Data to process:
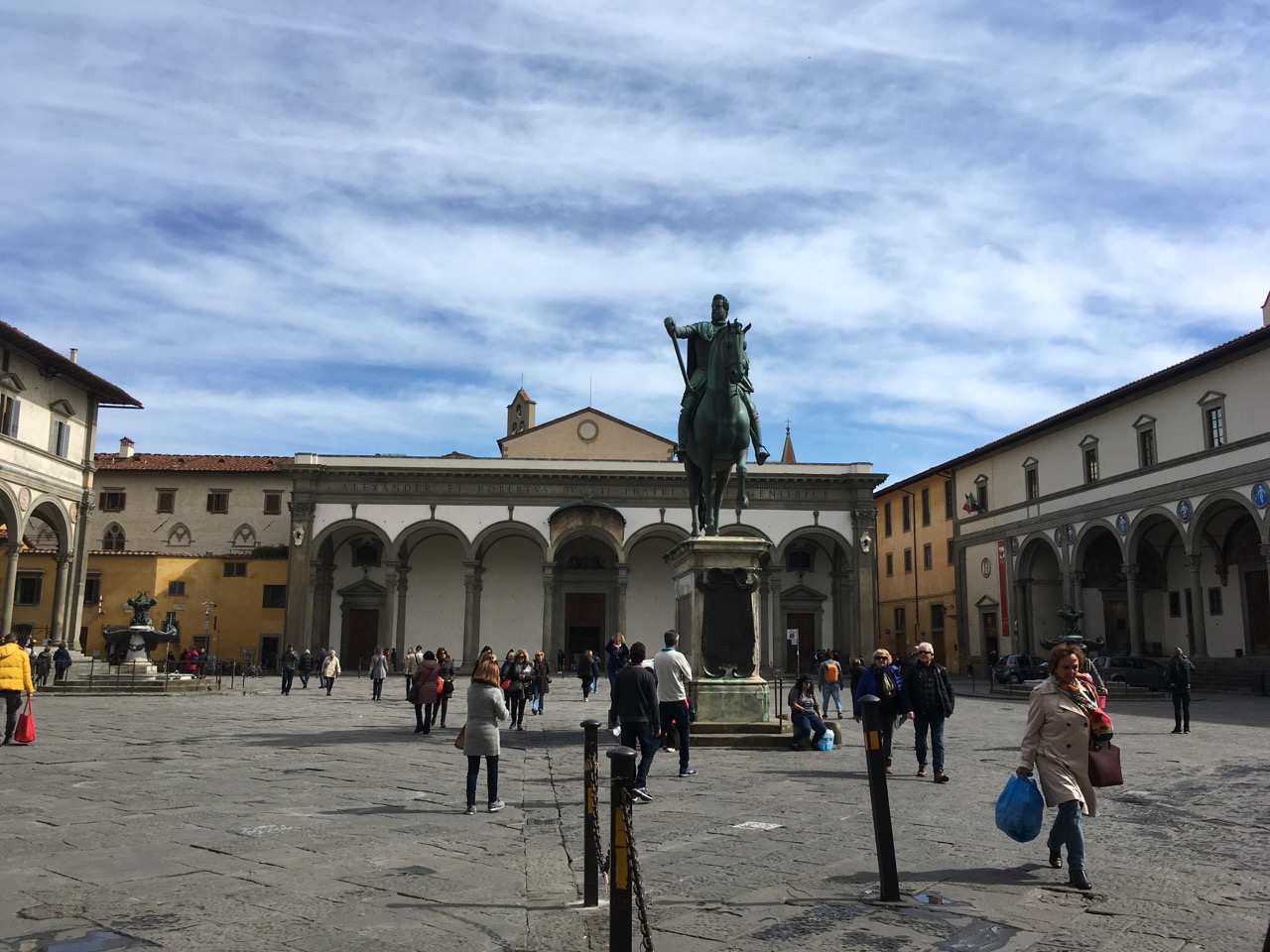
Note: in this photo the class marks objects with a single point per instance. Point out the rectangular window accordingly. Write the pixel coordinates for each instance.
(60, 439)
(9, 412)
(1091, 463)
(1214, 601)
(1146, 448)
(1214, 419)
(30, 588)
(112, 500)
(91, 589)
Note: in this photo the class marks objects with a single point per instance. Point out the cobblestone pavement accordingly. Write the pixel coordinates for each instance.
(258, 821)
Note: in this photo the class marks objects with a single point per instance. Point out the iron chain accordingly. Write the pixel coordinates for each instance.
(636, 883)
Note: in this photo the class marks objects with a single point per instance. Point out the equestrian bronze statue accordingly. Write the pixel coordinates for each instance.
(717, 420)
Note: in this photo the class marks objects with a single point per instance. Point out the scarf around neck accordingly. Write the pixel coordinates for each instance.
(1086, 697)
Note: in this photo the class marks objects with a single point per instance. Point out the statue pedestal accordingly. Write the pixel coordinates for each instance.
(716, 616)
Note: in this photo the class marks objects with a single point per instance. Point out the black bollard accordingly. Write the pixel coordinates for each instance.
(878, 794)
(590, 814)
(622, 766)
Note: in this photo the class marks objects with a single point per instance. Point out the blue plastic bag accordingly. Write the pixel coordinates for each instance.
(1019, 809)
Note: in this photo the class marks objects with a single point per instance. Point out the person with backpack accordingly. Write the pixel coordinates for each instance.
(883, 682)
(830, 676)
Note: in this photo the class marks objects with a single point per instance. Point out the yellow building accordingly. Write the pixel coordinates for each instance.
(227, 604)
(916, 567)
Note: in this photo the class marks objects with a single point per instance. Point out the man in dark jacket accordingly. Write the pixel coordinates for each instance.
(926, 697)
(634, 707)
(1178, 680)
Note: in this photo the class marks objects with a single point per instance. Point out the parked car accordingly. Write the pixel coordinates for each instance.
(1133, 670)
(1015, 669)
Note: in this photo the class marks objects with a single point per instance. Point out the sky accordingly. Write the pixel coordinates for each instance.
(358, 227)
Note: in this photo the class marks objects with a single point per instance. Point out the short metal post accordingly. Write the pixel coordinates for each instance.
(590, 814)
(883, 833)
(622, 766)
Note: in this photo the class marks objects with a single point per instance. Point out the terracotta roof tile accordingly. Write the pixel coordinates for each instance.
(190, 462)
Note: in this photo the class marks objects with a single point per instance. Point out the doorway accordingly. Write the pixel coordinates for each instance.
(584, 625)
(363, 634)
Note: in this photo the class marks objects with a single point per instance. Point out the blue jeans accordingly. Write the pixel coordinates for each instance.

Written exercise: Return each of the items above verbatim, leaving out the picture.

Final answer:
Note: in this photo the class marks objects with a single point per instance. Point out the rectangular window accordingly. Write the pixel coordinates for each instance.
(60, 439)
(9, 412)
(1091, 463)
(1214, 601)
(1146, 448)
(1214, 419)
(30, 588)
(112, 500)
(91, 589)
Note: in this photo the class marks objects with a single point per instance. Point out the cobblestone pavement accordingly. Write the pixel coordinates for each instance.
(258, 821)
Note: in this photo the class marks objects with a single point per instance. Point out the iron chain accordingly. Write the pixel coordinates for each instance.
(636, 883)
Note: in this photo the class marks objects with a single point per instance. Point out the equestrian bronze statue accordingly. Write the pixel coordinates for each instance.
(717, 420)
Note: in this photo the class marks objects with a single point per instance. Point out the scarf around neck accordingly. Write the pixel coordinates for each instance.
(1086, 697)
Note: in this photo the class marks objects with a single point per instance. Point out the statue pedestal accordingly. Write the pixel coordinates for each instance.
(716, 616)
Note: in this photo the class marks objects with a single point per instance. Point out the black bollard accordingly. Write the pixel coordinates for each instance.
(878, 794)
(590, 814)
(622, 766)
Note: in this photo the class marks objects with a single point per instance. Point out the blue plastic bag accordingly. Write the pixel coordinates for each instance.
(1019, 809)
Note: in this photo the class marks objects with a single point per instance. Point out the person with backpack accordingly. Write the pixel coordinates for each instance.
(883, 682)
(830, 676)
Note: in this photo the class marks objects with a single point per instance. Point out the yellow building accordingly. Write the pixel coordinates for each instance.
(227, 604)
(916, 567)
Note: in this photo the class marks objects with a single point per instance. Point out the man in dark jacket accordingly. Write the pixel coordinates for each instance.
(926, 697)
(634, 707)
(1178, 680)
Note: in this photo the class marks objects with a single point per instance. Point out the parked car accordingly. Write the pixel coordinates for each instance.
(1133, 670)
(1015, 669)
Note: in this photo the class marks objects with a single point per instance. Point out the sky accordingly. Write the pixel coordinates for each instance.
(358, 227)
Note: in this photo the class marks objects with a single point per instance. Point out the short metal post accordingly. Write the pixel coordinates for each instance.
(590, 814)
(883, 833)
(622, 766)
Note: in this photo the class marks objects with a single point per instance. Point out the terracotta roof tile accordingly. Write the pixel coordinates for each instance.
(190, 462)
Note: in this photo the class marks objects with a single point per instance. Point out the doorway accordingly. Write the pixel coordinates for each instance.
(584, 625)
(363, 634)
Note: in this photo the class marks objects with a single point per instance. Point out the blue jeans accordingly. Write the pixel coordinates for each instance.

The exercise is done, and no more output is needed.